**TASK DIRECTIONS**
The response must match the data below exactly, line for line.

---- STUDY MATERIAL

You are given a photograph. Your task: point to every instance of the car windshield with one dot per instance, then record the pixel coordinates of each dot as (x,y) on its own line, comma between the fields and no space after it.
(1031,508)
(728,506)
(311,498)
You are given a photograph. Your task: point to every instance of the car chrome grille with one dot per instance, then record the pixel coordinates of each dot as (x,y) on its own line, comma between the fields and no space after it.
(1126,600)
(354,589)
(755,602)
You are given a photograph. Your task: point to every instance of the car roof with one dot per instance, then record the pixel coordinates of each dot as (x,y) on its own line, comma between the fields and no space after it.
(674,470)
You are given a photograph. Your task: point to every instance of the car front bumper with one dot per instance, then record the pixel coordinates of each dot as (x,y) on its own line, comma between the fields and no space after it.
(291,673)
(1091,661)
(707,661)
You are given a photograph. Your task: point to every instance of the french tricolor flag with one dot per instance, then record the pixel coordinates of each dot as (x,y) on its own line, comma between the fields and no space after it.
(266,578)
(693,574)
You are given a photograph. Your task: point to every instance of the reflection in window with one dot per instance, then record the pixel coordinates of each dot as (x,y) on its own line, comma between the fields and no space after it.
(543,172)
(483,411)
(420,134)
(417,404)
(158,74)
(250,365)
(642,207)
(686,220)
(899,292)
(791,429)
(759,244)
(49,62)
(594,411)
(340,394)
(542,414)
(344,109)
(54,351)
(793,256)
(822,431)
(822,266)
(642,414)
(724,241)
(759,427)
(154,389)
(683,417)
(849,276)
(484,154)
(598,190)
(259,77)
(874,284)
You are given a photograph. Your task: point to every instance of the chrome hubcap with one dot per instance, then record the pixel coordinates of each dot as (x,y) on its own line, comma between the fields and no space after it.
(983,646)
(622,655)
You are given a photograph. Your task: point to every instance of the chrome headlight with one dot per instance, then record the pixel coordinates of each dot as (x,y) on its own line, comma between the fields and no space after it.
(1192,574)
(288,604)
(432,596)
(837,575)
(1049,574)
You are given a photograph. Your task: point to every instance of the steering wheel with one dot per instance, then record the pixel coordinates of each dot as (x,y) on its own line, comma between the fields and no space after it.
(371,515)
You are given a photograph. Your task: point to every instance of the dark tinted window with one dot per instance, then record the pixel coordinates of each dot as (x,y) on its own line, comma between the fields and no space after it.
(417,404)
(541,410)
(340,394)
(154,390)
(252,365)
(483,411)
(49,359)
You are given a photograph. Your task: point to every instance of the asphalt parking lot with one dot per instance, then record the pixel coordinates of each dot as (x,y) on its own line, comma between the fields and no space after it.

--------

**TASK RESPONSE**
You are given a photograph. Your task: point to every instance of the car windshield with one dot per instance, then record the pixel coordinates of each dot as (x,y) on its own line, comma between the fields and no space after it.
(1031,508)
(728,506)
(311,498)
You are given a photograph. Your task: point to every instance of the car chrome grille with one dot per instance, then record the pixel coordinates of each dot as (x,y) on its own line, comma between the fields and no space after it.
(1126,600)
(354,589)
(755,602)
You are given a photograph. Your task: point to every instance of the car roof with one dot per instance, then record the pixel coordinates of each dot as (x,y) on its own line, comma between the fields and no space after it.
(674,470)
You are given a photograph. Your task: point to every instance of the car front bumper with one dot per instance, then record the pixel coordinates of each dot as (x,y) on its own line, comma between the fields and no space after it.
(291,673)
(1091,661)
(707,661)
You are given a photograph. Your task: point to every instance of the french tricolor flag with one dot per instance, then record the pixel coordinates of each dot as (x,y) on its own line, comma between the fields and no space after it.
(266,578)
(693,574)
You are given a photograph. Your task: point to every instance of the reflection in window with one dot per instance, then record the pixel coordinates of each dot as (x,y) on its own line, comma between the fields and no space after it.
(543,172)
(483,411)
(420,134)
(417,404)
(158,74)
(250,365)
(642,207)
(686,220)
(899,292)
(791,429)
(759,244)
(49,62)
(594,411)
(340,394)
(542,414)
(344,109)
(54,351)
(793,256)
(822,431)
(822,266)
(642,414)
(724,241)
(759,427)
(154,389)
(683,417)
(849,276)
(484,154)
(598,190)
(259,77)
(874,284)
You are given a photograph. Your task: point to every instance of the chrome hubcap with one dot per instance, then record the pixel coordinates of each dot as (x,y) on its own line, comma between the fields and no space after it.
(983,646)
(622,655)
You are given a photograph. Your task: point to every instance of the chrome headlight with one dot per instance, then record the pixel coordinates of each dot as (x,y) on its own line, comma between the fields and no space after it.
(1192,574)
(288,604)
(432,596)
(837,575)
(1049,574)
You are given a photograph. Your task: point to every instance of the steering wheel with one dot per instance, then record the pixel coordinates of each dot as (x,y) on its own line, comma between the fields and no space after it.
(371,515)
You are given a photograph. Your task: point to every instance of the dark tinted window with one dot per instance, then record the pixel coordinates of each dot as (x,y) on its own line, comma between the fields and no space after it.
(417,404)
(541,410)
(340,394)
(154,390)
(252,365)
(483,411)
(49,359)
You are given a photograph. Your task: point to every instance of the asphalt parking lot with one dot per instance, then record the pixel coordinates of each dot as (x,y) on its own line, comma between the fields and no space after it.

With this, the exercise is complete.